Na 4ª feira (17.abr), parte do mercado financeiro entendeu o discurso de Campos Neto como uma possibilidade de corte de 0,25 ponto percentual já em maio.

O presidente do BC disse que “o fantasma chegou” ao citar o repique da inflação dos Estados Unidos, que subiu para 3,5% em março.

“Acho que é importante a gente concatenar o sequenciamento do que a gente pensa. […] Eu não tenho como dar um guidance (guia para o que esperar da política de juros futura) porque eu tenho uma incerteza muito grande. […] Um cenário é se a incerteza diminuir e a gente voltar para a nossa forma de atuação que a gente tinha começado. O outro cenário é esse aumento de incerteza ficar mais tempo e criar ruídos crescentes. E aí a gente vai ter que trabalhar em como é que vai ser o ‘pace’ (ritmo de corte de juro)”, disse.

Ele afirmou ainda que o crescimento da volatilidade pode subir mais, o que pode impactar o balanço de risco do Banco Central na política monetária. “Outro cenário é quando isso (incertezas) chegam a um ponto onde muda as variáveis de tal forma que fazem com que a realidade que a gente projetou não seja mais a verdadeira”, disse.

→ DADOS EXTRAÍDOS:

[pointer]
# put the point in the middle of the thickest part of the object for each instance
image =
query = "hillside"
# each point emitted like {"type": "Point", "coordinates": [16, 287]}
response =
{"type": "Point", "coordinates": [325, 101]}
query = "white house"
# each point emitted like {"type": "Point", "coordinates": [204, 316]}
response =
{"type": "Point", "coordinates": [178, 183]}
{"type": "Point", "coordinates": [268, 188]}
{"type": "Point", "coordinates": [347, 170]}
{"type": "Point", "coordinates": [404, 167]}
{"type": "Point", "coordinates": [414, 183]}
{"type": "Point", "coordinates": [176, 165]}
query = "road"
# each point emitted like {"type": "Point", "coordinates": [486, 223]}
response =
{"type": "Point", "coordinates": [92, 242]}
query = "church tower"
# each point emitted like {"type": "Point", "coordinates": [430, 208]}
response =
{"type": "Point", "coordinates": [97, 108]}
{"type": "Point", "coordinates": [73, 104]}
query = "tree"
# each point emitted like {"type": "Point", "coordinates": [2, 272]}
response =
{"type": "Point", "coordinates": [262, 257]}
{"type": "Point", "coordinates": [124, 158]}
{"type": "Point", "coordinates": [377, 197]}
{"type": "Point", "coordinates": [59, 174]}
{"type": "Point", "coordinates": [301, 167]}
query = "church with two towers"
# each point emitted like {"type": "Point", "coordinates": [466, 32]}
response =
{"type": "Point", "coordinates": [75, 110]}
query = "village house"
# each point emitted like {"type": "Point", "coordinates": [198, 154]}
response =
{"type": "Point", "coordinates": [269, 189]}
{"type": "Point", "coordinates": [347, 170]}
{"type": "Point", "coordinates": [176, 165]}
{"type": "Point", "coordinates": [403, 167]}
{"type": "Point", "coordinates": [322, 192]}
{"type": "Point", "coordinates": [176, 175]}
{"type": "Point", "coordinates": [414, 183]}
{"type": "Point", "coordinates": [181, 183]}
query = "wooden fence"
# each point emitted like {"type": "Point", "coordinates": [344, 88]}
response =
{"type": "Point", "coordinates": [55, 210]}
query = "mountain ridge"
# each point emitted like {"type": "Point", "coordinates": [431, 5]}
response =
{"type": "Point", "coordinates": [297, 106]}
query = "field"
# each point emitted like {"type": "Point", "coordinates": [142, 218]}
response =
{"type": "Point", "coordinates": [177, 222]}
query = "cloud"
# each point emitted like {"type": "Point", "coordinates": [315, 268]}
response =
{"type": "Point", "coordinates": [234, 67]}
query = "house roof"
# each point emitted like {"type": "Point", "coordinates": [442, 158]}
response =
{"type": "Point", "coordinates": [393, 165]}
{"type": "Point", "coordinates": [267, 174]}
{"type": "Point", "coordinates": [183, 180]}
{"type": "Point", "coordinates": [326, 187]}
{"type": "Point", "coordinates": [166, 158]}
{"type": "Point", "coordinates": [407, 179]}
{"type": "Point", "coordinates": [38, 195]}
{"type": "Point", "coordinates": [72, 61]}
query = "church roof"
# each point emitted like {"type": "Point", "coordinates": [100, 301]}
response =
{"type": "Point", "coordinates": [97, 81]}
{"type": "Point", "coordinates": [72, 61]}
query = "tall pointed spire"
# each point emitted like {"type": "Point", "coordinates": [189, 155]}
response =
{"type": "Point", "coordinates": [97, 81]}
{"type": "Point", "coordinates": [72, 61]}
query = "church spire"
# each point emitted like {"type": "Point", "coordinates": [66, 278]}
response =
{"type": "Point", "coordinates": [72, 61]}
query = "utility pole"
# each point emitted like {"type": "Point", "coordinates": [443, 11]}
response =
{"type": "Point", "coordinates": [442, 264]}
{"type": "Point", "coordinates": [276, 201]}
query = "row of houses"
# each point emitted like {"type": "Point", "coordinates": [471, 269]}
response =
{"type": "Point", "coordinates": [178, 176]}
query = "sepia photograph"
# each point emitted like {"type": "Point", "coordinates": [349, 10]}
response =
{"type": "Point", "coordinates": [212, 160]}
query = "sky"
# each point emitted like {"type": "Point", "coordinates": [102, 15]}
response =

→ TAREFA 1:
No texto sobre o discurso de Campos Neto, qual percentual a inflação dos Estados Unidos atingiu em março?
→ TAREFA 2:
Reproduza o trecho do texto sobre o discurso de Campos Neto entre "Na 4ª feira" e "já em maio.", inclusive.
→ TAREFA 3:
Reescreva de forma mais concisa o parágrafo do texto sobre o discurso de Campos Neto que começa com "Ele afirmou ainda", mantendo os fatos principais.

→ RESPOSTA 1:
A inflação dos Estados Unidos subiu para 3,5% em março.

→ RESPOSTA 2:
Na 4ª feira (17.abr), parte do mercado financeiro entendeu o discurso de Campos Neto como uma possibilidade de corte de 0,25 ponto percentual já em maio.

→ RESPOSTA 3:
O presidente do BC afirmou que a volatilidade pode crescer ainda mais e afetar o balanço de risco do Banco Central na política monetária. Ele também apontou outro cenário: as incertezas alterarem as variáveis a ponto de a realidade projetada deixar de ser verdadeira.